• _Brano riportato_
-----

0) COVER antonio Mollo

Non ho mai visto esultare mio padre ad una mia partita.

Si metteva seduto in disparte, guardava, scrutava, appoggiava il mento nella mano. A volte scambiava due chiacchiere con uno dei genitori dei miei compagni, con quelli che parlavano meno di lui. Non mi ha mai criticato né esaltato. Tentava di mantenere una certa neutralità.

Je faccio ‘o psichiatra guagliò, conosco le conseguenze dell’emotività”. Ero un adolescente, 15/16 anni e non capivo fino in fondo quella frase. Sebbene mi sforzassi di comprendere, non mi capacitavo di come potesse non lasciarsi coinvolgere da uno sport molto emozionante, soprattutto se visto dal vivo. Uno sport maschio, dove si combatte, si danno e si prendono botte, dove ci si sacrifica anche più del dovuto e davvero faticoso. Tra l’altro giocavo io, suo figlio, sangue del suo sangue. Ed ero uno di quelli -‘o mastino, mi soprannominò il mio allenatore- che in acqua ringhiava, che viveva le partite come una battaglia, che quando scagliava il pallone verso la porta lanciava verso quei pali galleggianti tutto il suo condensato di grinta, passione e voglia di vincere.

Questo era per me la pallanuoto.

Non ho mai visto esultare mio padre ad una mia partita.

Tranne una.

Dicembre 2006, categoria allievi. All’epoca era prevista una formula per cui si giocava anche il campionato nazionale invernale che era una sorta di anticipazione del campionato che terminava in estate o a settembre.

Si giocava a Napoli, alla Scandone, uno dei templi della pallanuoto nazionale e internazionale.

Capirai: avevo il sangue agli occhi. Ero molto carico, ma non fino al punto da aver disperso le energie necessarie per affrontare al meglio le partite. Cosa che capitava.

Ero concentrato, determinato. Mi allenavo con la diligenza di un tuffatore cinese e infatti ero in un periodo di splendida forma. Ero tra i migliori della classe ’89-’90, nonostante fossi uno dei meno dotati fisicamente. Cioè, per la “vita normale” ero abbastanza dotato: 16 anni, 1,72 cm, 64 Kg, fisico atletico, spaccato direi. Ma quasi tutti i miei compagni di squadra erano anche il doppio di me, in altezza e in peso.

Tentavo di colmare questo gap con la grinta, la “garra” direbbero i calciofili amanti del campionato spagnolo e con la cura nell’allenare alcuni particolari tecnici come la “palomba”, il tiro dalla parabola arcuata che, se eseguito a dovere, è imprendibile. Quando vedevo la palla insaccarsi alle spalle del portiere “seduto”, immobile, provavo una sensazione di goduria e onnipotenza infinita. Piccole gioie di un giovane sportivo.

Inizia il concentramento napoletano e dò subito il meglio di me. Girone abbastanza abbordabile per noi.

-----

• _Dati forniti_
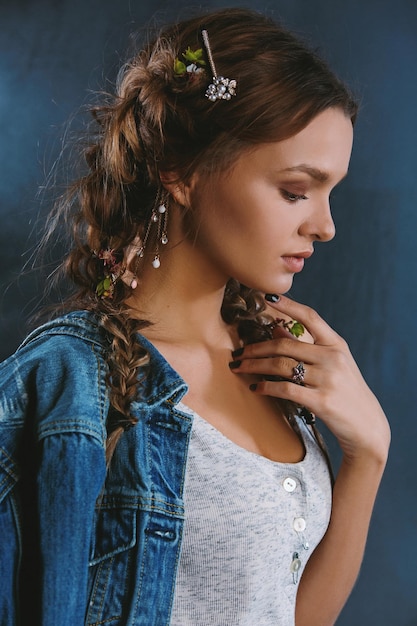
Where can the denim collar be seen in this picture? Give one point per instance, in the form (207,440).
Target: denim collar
(161,382)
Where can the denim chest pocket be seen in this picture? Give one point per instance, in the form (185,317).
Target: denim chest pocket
(111,563)
(115,532)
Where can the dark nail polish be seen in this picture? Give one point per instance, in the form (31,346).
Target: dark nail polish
(271,297)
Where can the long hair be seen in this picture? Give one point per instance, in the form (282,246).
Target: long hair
(158,121)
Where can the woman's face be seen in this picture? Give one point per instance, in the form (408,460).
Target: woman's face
(258,222)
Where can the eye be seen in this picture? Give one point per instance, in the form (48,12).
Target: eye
(292,197)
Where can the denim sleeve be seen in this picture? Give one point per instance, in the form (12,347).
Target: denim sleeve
(52,431)
(69,480)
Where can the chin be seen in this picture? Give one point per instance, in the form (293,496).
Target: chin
(280,286)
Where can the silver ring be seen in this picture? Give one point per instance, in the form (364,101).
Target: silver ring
(299,373)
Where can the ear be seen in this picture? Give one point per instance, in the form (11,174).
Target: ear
(179,190)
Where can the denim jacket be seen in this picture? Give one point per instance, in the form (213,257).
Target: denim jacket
(80,544)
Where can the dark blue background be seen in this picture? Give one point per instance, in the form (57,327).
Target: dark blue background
(364,282)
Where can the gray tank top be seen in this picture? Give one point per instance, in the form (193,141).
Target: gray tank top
(251,525)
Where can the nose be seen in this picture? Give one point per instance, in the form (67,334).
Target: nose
(320,225)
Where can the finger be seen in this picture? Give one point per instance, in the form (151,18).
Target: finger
(285,390)
(281,368)
(290,348)
(316,326)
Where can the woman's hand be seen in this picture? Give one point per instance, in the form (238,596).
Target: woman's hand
(333,387)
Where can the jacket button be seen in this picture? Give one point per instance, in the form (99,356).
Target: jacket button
(289,484)
(299,524)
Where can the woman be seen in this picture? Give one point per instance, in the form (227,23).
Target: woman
(160,463)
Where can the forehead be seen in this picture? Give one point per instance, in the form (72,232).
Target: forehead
(321,150)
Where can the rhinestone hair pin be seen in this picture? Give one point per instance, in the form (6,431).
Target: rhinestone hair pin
(221,88)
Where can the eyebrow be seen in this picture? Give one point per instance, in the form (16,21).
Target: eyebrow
(315,173)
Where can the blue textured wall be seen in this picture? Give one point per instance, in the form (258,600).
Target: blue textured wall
(364,282)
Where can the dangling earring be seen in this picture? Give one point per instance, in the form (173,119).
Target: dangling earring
(159,217)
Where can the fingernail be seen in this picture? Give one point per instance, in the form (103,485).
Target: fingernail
(271,297)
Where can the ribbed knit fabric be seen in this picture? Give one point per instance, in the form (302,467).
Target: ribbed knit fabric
(251,525)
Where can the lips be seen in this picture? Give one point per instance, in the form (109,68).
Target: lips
(295,262)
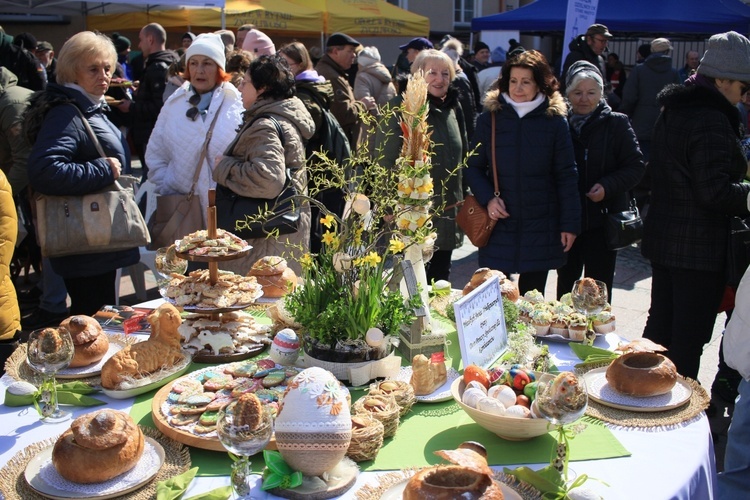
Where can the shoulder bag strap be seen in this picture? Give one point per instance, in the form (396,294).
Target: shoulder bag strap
(494,161)
(204,151)
(90,132)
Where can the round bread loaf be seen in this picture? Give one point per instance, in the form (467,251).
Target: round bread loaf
(97,447)
(268,266)
(642,374)
(448,482)
(89,340)
(278,285)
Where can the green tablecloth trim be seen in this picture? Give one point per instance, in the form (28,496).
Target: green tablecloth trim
(427,428)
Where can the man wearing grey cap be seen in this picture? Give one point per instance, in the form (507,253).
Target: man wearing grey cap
(588,47)
(644,83)
(339,57)
(697,167)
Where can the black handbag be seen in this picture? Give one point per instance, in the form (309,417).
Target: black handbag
(738,250)
(623,228)
(278,215)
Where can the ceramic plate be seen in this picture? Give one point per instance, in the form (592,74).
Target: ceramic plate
(396,492)
(166,377)
(42,477)
(442,393)
(95,369)
(601,392)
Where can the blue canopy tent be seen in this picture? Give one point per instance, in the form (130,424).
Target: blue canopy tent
(687,17)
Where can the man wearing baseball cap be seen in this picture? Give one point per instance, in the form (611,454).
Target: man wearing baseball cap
(588,47)
(415,46)
(46,55)
(644,83)
(339,57)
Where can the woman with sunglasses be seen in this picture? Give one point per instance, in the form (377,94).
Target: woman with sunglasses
(256,163)
(205,102)
(696,167)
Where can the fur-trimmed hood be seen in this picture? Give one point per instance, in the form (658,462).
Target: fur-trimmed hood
(556,105)
(690,96)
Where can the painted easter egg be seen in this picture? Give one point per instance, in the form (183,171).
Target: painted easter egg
(285,347)
(314,426)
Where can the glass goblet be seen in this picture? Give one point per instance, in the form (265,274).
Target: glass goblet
(561,399)
(244,442)
(49,350)
(589,297)
(167,263)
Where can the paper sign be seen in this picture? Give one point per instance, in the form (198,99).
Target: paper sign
(480,322)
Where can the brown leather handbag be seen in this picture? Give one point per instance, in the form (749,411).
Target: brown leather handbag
(473,218)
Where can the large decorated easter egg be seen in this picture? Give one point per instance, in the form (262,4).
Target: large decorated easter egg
(314,425)
(285,347)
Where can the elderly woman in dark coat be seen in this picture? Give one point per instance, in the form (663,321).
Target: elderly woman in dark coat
(64,159)
(696,168)
(446,122)
(538,211)
(610,164)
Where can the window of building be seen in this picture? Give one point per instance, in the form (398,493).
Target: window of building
(463,12)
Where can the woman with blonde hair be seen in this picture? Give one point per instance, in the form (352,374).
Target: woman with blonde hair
(446,122)
(537,208)
(205,102)
(64,159)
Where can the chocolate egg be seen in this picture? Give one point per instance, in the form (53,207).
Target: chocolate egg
(285,347)
(314,426)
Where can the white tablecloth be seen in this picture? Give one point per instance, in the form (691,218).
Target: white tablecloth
(674,464)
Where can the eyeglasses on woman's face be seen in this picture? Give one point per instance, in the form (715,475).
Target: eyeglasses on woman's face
(193,112)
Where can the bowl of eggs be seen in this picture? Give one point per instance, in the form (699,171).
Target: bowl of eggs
(500,402)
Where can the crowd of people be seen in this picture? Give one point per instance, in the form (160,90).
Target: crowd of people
(566,149)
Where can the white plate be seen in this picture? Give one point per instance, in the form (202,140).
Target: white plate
(42,477)
(396,491)
(94,369)
(167,377)
(442,393)
(601,392)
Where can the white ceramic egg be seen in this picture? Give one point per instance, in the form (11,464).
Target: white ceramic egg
(472,396)
(285,347)
(478,385)
(491,405)
(314,426)
(534,410)
(504,394)
(518,411)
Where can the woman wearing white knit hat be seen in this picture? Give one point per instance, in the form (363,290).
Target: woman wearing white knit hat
(205,100)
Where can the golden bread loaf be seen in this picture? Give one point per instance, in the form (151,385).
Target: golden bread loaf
(98,446)
(642,374)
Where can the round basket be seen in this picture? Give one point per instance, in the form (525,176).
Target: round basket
(403,393)
(383,407)
(367,438)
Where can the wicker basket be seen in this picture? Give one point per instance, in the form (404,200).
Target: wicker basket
(367,438)
(402,391)
(383,407)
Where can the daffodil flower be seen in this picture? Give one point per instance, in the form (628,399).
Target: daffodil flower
(328,221)
(396,246)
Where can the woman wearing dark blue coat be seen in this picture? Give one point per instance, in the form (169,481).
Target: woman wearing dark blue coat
(538,211)
(610,164)
(64,159)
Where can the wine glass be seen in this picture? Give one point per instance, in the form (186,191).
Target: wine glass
(589,297)
(166,263)
(562,399)
(243,441)
(49,350)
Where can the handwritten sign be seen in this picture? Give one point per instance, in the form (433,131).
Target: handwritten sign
(480,322)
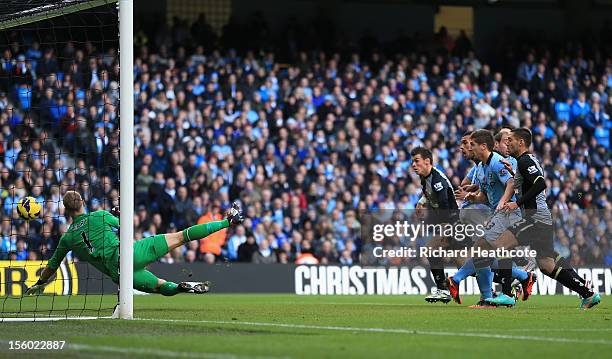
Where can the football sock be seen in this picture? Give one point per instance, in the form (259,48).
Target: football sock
(570,281)
(567,267)
(200,231)
(466,270)
(505,273)
(169,289)
(519,273)
(484,278)
(437,270)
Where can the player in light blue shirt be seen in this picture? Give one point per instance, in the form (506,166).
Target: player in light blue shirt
(496,187)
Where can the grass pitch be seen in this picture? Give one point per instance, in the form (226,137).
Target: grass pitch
(289,326)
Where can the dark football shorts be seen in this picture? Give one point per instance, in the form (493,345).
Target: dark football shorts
(536,234)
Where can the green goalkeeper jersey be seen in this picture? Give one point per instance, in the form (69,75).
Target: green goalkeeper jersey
(91,238)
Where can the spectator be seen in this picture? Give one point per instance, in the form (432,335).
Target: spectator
(264,254)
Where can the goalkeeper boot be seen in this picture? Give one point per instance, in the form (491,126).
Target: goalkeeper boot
(591,301)
(234,215)
(502,300)
(453,288)
(439,295)
(482,304)
(194,287)
(527,285)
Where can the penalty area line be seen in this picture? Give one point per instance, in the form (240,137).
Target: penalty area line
(391,331)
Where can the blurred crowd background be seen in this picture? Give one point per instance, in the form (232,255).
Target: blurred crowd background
(305,131)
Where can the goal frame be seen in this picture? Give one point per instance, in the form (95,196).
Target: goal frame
(125,309)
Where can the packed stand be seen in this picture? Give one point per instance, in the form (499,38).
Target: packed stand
(305,144)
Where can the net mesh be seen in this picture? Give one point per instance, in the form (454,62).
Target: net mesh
(59,93)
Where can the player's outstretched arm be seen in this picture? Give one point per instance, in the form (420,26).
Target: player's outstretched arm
(39,286)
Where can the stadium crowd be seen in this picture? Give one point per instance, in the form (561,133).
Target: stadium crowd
(306,144)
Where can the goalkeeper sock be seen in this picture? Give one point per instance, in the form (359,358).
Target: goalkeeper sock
(169,289)
(567,267)
(204,230)
(569,279)
(466,270)
(505,273)
(519,273)
(484,278)
(437,270)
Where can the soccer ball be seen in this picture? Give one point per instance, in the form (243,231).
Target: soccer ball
(29,208)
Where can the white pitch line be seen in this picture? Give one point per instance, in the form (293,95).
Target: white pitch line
(392,330)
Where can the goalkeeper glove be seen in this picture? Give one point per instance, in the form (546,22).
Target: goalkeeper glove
(36,289)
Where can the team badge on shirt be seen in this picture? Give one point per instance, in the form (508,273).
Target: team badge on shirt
(438,186)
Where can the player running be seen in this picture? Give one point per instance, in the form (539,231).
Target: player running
(438,196)
(91,238)
(478,213)
(496,188)
(535,228)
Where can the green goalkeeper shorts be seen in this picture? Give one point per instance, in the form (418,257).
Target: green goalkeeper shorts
(146,251)
(149,250)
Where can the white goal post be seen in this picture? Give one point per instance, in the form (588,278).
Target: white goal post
(126,167)
(53,9)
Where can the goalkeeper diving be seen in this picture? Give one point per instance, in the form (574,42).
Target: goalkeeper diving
(91,238)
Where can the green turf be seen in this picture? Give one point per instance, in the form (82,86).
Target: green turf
(229,326)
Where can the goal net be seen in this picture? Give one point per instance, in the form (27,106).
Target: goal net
(59,119)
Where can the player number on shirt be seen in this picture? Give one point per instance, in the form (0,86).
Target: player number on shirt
(87,242)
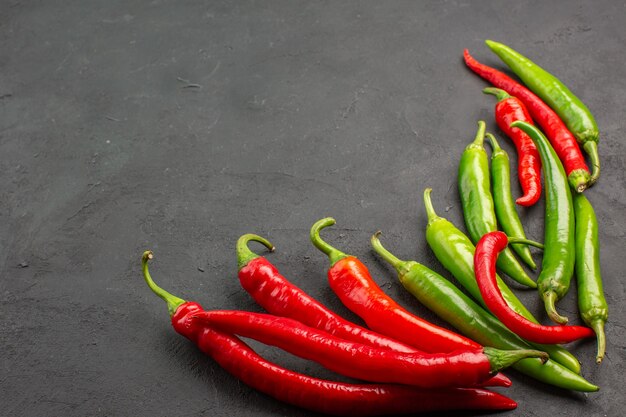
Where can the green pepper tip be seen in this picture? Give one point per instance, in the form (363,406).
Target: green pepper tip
(244,254)
(172,301)
(334,254)
(386,255)
(549,299)
(499,93)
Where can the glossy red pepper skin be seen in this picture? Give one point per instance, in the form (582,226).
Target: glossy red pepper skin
(351,281)
(508,110)
(329,397)
(487,250)
(562,140)
(277,295)
(457,369)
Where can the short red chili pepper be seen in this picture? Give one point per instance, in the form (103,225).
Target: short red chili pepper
(562,140)
(277,295)
(487,250)
(351,282)
(508,110)
(466,368)
(335,398)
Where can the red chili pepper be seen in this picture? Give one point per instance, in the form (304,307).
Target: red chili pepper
(351,281)
(562,140)
(508,110)
(487,250)
(466,368)
(335,398)
(277,295)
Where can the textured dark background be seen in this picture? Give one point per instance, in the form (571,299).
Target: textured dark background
(179,126)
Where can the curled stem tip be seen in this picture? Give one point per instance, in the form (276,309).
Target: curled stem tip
(244,254)
(172,301)
(500,359)
(591,147)
(519,240)
(384,253)
(428,203)
(334,254)
(493,142)
(549,299)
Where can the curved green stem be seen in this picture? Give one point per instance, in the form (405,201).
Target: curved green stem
(500,94)
(520,240)
(384,253)
(549,299)
(333,254)
(493,142)
(430,210)
(172,301)
(598,327)
(591,147)
(479,139)
(244,254)
(500,359)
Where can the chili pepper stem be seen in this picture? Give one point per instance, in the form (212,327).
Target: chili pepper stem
(591,147)
(428,204)
(499,93)
(479,139)
(399,265)
(598,328)
(335,255)
(500,359)
(518,240)
(172,301)
(549,298)
(579,180)
(244,254)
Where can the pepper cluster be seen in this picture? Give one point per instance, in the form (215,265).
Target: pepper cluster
(404,363)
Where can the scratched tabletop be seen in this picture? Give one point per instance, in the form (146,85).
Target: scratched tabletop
(179,126)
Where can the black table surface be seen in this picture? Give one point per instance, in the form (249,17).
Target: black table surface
(179,126)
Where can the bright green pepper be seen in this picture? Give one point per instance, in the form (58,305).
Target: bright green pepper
(449,303)
(557,267)
(478,209)
(503,200)
(456,253)
(570,109)
(591,302)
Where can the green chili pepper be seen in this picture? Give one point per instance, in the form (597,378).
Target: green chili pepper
(478,210)
(503,200)
(557,266)
(449,303)
(591,302)
(456,253)
(572,111)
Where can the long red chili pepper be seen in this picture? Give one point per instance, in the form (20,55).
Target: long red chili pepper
(465,368)
(335,398)
(508,110)
(279,296)
(351,282)
(487,250)
(562,140)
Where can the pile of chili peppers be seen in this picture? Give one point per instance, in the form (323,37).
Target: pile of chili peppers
(401,363)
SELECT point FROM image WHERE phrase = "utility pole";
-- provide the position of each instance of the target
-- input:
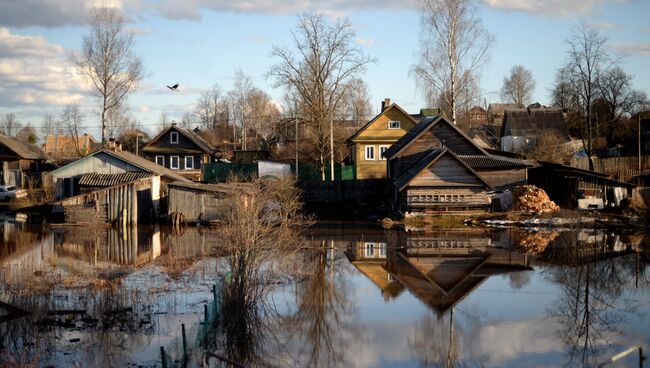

-----

• _Cose da fare_
A. Ripeti il brano sulla pallanuoto da "Tranne una." fino a "nazionale e internazionale." compreso.
B. Nel brano sulla pallanuoto, quale soprannome diede l'allenatore a chi racconta?
I record non sono necessari.

• _Le risposte_
A.
Tranne una.

Dicembre 2006, categoria allievi. All’epoca era prevista una formula per cui si giocava anche il campionato nazionale invernale che era una sorta di anticipazione del campionato che terminava in estate o a settembre.

Si giocava a Napoli, alla Scandone, uno dei templi della pallanuoto nazionale e internazionale.

B. 'O mastino.